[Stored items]
= = =
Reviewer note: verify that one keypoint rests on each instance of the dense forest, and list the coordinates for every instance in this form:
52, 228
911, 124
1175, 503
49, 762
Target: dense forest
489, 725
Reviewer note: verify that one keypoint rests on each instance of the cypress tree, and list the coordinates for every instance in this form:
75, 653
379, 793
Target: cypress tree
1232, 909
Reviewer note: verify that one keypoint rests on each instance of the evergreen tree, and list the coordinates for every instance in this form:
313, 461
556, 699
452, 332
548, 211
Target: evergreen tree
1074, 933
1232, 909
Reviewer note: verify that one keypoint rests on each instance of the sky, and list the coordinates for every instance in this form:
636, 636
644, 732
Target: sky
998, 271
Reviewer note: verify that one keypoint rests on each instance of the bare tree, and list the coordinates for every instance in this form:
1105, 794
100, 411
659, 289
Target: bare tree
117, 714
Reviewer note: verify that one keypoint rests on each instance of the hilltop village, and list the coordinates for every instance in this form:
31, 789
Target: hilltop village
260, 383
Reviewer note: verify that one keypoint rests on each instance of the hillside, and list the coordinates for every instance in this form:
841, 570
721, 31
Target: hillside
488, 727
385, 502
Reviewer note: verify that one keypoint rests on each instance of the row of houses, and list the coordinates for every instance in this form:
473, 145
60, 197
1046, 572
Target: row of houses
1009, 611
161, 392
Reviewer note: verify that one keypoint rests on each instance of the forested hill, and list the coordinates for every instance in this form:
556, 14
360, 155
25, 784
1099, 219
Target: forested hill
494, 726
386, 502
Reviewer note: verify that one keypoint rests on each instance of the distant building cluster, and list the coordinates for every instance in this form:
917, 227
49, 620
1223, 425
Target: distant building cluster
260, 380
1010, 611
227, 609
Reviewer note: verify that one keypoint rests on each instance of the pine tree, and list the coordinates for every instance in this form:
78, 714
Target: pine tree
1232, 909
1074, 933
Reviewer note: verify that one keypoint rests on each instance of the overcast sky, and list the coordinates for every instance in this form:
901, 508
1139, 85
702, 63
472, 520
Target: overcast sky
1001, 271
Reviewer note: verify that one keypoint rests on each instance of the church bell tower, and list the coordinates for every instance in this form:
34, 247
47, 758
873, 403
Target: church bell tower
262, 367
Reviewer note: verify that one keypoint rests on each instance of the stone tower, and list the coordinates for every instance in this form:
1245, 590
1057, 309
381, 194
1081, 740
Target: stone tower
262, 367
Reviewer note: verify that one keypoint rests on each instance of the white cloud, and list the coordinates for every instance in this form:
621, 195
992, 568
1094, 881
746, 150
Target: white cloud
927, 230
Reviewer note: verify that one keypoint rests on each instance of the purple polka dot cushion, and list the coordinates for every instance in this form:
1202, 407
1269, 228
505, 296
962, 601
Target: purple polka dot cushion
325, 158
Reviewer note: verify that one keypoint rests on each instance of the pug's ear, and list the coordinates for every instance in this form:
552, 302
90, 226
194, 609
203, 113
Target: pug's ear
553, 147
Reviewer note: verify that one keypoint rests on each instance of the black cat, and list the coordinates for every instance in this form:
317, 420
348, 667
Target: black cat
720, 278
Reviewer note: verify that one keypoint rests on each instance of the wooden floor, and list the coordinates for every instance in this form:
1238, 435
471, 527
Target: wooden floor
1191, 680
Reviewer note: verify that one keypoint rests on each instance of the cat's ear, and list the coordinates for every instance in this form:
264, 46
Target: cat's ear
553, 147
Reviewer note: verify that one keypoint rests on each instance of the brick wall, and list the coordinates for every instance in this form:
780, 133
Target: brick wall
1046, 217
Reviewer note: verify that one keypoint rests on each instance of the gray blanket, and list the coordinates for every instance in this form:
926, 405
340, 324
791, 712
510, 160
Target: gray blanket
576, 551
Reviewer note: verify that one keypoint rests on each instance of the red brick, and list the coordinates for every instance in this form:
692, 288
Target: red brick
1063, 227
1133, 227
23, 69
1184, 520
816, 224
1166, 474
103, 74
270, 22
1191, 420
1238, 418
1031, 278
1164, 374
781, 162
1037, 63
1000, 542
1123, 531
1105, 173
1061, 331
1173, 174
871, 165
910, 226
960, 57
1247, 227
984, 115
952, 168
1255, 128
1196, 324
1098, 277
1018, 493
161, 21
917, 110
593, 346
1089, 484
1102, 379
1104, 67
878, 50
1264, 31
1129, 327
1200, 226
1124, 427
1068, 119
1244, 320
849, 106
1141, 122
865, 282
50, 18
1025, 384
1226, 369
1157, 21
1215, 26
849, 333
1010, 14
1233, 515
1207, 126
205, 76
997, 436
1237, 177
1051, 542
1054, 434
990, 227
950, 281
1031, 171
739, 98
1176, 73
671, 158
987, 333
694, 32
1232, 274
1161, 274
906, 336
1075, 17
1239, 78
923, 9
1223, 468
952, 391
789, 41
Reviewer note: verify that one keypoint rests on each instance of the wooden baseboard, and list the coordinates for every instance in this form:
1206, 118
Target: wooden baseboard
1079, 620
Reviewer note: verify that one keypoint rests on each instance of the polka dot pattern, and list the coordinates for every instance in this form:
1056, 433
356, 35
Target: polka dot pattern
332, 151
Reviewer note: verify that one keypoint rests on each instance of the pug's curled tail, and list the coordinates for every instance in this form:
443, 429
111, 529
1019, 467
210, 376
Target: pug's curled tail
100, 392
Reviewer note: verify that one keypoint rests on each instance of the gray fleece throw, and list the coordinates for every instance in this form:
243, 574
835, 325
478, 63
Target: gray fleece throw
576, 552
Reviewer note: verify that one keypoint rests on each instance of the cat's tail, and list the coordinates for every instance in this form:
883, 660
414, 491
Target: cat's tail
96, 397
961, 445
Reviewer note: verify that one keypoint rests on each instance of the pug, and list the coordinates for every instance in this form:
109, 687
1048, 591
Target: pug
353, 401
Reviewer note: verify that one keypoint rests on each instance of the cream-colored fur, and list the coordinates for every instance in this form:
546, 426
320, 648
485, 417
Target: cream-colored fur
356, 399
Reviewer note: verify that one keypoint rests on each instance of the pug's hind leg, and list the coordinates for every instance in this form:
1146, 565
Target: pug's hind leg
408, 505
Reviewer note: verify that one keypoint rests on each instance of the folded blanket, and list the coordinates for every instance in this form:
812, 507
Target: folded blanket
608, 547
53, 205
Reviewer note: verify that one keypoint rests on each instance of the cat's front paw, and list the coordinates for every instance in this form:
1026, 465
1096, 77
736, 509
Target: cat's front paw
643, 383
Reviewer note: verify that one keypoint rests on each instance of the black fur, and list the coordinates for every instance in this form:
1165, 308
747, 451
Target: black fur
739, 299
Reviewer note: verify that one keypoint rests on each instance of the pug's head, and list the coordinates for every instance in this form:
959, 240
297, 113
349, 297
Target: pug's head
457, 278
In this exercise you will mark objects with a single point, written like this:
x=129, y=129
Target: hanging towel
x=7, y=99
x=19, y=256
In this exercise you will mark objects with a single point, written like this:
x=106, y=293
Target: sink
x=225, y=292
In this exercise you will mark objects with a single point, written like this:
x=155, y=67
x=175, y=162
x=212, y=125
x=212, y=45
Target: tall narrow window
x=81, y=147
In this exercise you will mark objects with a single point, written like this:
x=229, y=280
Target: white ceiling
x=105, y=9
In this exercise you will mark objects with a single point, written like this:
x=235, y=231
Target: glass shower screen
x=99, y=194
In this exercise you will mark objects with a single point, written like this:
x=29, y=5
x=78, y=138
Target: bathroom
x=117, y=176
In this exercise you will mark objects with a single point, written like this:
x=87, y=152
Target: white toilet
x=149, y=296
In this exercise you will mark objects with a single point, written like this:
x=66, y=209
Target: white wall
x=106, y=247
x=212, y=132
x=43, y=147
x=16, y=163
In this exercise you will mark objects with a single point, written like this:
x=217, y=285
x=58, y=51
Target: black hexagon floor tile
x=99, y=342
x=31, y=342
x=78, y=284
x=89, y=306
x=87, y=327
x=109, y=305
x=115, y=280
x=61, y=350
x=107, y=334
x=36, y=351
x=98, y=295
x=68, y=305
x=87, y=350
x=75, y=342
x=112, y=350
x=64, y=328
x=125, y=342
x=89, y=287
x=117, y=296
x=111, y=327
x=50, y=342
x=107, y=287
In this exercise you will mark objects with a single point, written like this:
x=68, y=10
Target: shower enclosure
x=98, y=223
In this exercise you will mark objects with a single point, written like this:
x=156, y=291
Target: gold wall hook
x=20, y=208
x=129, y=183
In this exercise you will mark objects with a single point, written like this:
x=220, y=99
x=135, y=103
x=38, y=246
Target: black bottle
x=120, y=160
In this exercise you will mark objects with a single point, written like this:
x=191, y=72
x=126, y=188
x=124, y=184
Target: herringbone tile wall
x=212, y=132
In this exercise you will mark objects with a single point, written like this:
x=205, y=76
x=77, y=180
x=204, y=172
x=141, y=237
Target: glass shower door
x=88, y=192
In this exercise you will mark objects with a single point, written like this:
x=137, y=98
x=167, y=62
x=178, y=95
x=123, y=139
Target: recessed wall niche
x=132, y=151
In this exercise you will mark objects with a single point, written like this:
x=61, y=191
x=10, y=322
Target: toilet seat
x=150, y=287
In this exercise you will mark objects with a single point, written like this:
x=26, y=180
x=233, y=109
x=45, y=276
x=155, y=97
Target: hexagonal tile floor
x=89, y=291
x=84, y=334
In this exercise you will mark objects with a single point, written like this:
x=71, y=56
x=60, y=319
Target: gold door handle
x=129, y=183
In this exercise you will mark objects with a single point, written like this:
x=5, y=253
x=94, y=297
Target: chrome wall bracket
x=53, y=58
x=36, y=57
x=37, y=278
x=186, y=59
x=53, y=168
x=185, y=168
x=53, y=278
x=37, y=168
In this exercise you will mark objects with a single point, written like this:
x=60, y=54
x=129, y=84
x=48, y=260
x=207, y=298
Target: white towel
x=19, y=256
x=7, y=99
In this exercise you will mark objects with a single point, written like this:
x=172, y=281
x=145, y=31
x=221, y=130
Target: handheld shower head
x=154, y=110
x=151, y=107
= = =
TASK TO CARRY OUT
Where the data above reaches the line holding "Target: pug's head", begin printing, and stop after the line holding "x=141, y=237". Each line must be reproduced exactly, with nothing else added.

TASK RESULT
Target: pug's head
457, 278
In this exercise you will mark objects with a single point, written like this:
x=129, y=129
Target: hanging towel
x=7, y=99
x=19, y=256
In this exercise you will mark objects with a single point, written like this:
x=106, y=293
Target: sink
x=225, y=292
In this exercise you will mark objects with a single point, written like this:
x=155, y=67
x=175, y=162
x=212, y=125
x=212, y=45
Target: tall narrow window
x=81, y=147
In this exercise you will mark objects with a single point, written like this:
x=229, y=280
Target: white ceiling
x=105, y=9
In this exercise you will mark objects with a single point, written like this:
x=235, y=231
Target: glass shower screen
x=99, y=194
In this exercise you will mark objects with a single point, written like this:
x=29, y=5
x=78, y=138
Target: bathroom
x=117, y=176
In this exercise you will mark objects with a single point, written like this:
x=87, y=152
Target: white toilet
x=149, y=296
In this exercise you will mark objects with a single point, written like this:
x=66, y=209
Target: white wall
x=106, y=247
x=212, y=132
x=43, y=147
x=16, y=163
In this exercise you will mark objects with a single point, written like this:
x=217, y=285
x=58, y=51
Target: black hexagon floor tile
x=99, y=342
x=31, y=342
x=78, y=284
x=89, y=306
x=87, y=327
x=109, y=305
x=115, y=280
x=61, y=350
x=107, y=334
x=36, y=351
x=98, y=295
x=68, y=305
x=87, y=350
x=75, y=342
x=112, y=350
x=64, y=328
x=125, y=342
x=89, y=287
x=117, y=296
x=111, y=327
x=50, y=342
x=107, y=287
In this exercise you will mark objects with a single point, written like this:
x=68, y=10
Target: shower enclosure
x=98, y=223
In this exercise you will mark objects with a single point, written like this:
x=156, y=291
Target: gold wall hook
x=20, y=208
x=129, y=183
In this exercise you will mark objects with a single point, written like this:
x=220, y=99
x=135, y=103
x=38, y=246
Target: black bottle
x=120, y=160
In this exercise you will mark objects with a single point, written like this:
x=191, y=72
x=126, y=188
x=124, y=184
Target: herringbone tile wall
x=212, y=132
In this exercise you will mark objects with a single point, written like this:
x=205, y=76
x=77, y=180
x=204, y=172
x=141, y=237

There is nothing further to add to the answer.